### [SOURCE]
Je me souviens qu’une photographie de Virginia Woolf figura longtemps sur un mur de ma chambre d’adolescent, une photographie sépia prise de trois-quarts par Julia Margaret Cameron. Je n’avais encore rien lu d’elle mais je la trouvais si belle sur cette photographie…

Je me souviens qu’au cours de mes premiers voyages en Espagne, des voyages essentiellement ferroviaires, avec locomotives Diesel, j’emportais toujours dans mon sac au moins un livre de Miguel de Unamuno. Il me semblait être mon meilleur guide pour cheminer dans les splendeurs de cette langue.

Je me souviens qu’il m’est arrivé (très rarement) de préférer un film au livre qui l’avait inspiré. Parmi ces films figure et en première place « Le coup de grâce » (Der Fangschuß ) de Volker Schlöndorff, inspiré du livre de Marguerite Yourcenar.

Je revois ma mère lisant une biographie de Maurice Utrillo – mais qui en était l’auteur ? Je revois mon père lisant une biographie du maréchal Jean de Lattre de Tassigny – mais qui en était l’auteur ? Je me souviens qu’il apprit par cette biographie l’homosexualité de ce père de famille (père d’un fils unique, Bernard, tué en Indochine), ce qui sembla perturber une certaine vision qu’il avait de l’officier français.

Je me souviens de ces heures athéniennes passées à lire dans une édition bilingue les poèmes de Constantin Cavafis. Ces poèmes lapidaires m’aidèrent vraiment faire corps avec la Grèce, avec ce que je voyais de ma fenêtre tandis que je les lisais, soit un coin de l’agora d’Athènes, avec des fragments de marbre dispersés dans la poussière et les hautes herbes jaunies, et ce flanc de l’Acropole côté Érechthéion. Constantin Cavafis et ses lunettes rondes à grosse monture.

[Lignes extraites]
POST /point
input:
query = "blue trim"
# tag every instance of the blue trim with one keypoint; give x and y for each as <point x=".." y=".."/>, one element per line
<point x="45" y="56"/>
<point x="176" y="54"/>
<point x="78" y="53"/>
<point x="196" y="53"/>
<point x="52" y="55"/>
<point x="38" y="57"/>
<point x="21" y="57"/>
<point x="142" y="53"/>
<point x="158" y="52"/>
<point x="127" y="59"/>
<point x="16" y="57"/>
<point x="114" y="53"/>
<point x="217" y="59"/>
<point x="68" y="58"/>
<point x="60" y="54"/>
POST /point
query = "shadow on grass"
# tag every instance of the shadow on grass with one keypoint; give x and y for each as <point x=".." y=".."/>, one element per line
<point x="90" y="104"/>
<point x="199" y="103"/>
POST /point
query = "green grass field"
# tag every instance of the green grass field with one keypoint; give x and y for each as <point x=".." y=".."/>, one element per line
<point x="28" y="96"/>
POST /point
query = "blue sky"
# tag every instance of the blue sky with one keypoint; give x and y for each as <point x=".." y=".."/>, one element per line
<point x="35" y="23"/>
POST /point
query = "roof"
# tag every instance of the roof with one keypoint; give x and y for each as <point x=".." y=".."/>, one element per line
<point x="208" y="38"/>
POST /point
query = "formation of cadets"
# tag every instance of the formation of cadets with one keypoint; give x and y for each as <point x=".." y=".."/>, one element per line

### [PROBLÈMES À RÉSOUDRE]
1. D'après la source, qui a pris la photographie de Virginia Woolf accrochée dans la chambre d'adolescent ?
2. Reprenez mot pour mot tout le passage de la source, depuis « Je revois ma » jusqu'à « de l’officier français. ».
Les lignes forment un matériau à part, indépendant de la source.

### [RÉPONSES]
1. Julia Margaret Cameron.

2.
Je revois ma mère lisant une biographie de Maurice Utrillo – mais qui en était l’auteur ? Je revois mon père lisant une biographie du maréchal Jean de Lattre de Tassigny – mais qui en était l’auteur ? Je me souviens qu’il apprit par cette biographie l’homosexualité de ce père de famille (père d’un fils unique, Bernard, tué en Indochine), ce qui sembla perturber une certaine vision qu’il avait de l’officier français.